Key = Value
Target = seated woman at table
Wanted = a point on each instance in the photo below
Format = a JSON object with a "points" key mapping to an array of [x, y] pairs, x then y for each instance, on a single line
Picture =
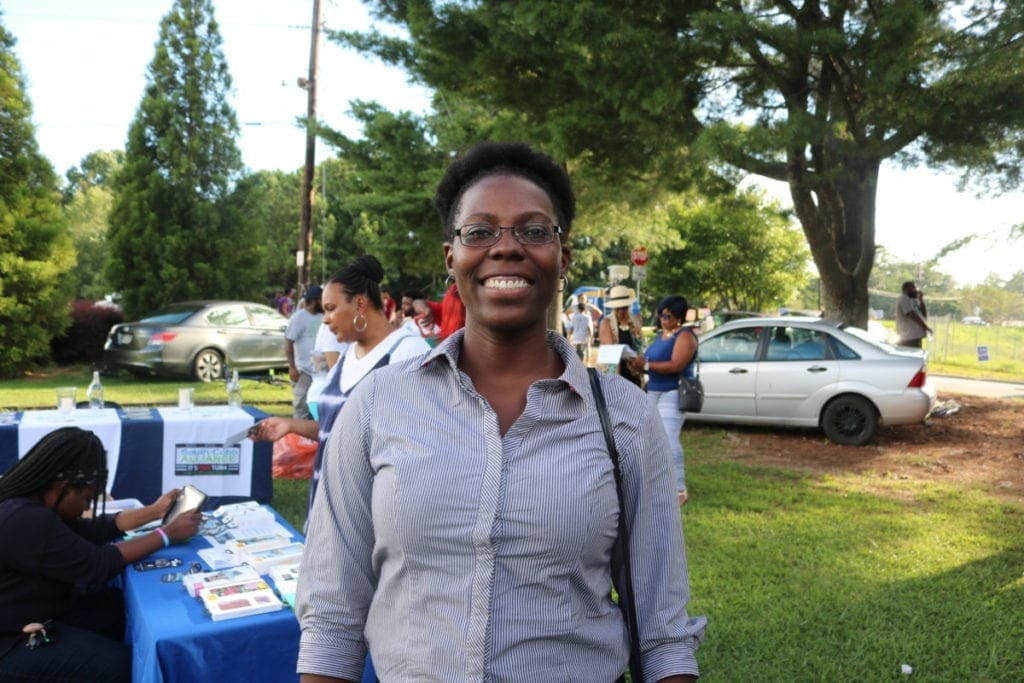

• • • •

Enumera cada línea de las entradas que contenga la palabra "each", distinguiendo entre mayúsculas y minúsculas.

**Respuesta del ejercicio**
Wanted = a point on each instance in the photo below
Format = a JSON object with a "points" key mapping to an array of [x, y] pairs, x then y for each instance, on a single line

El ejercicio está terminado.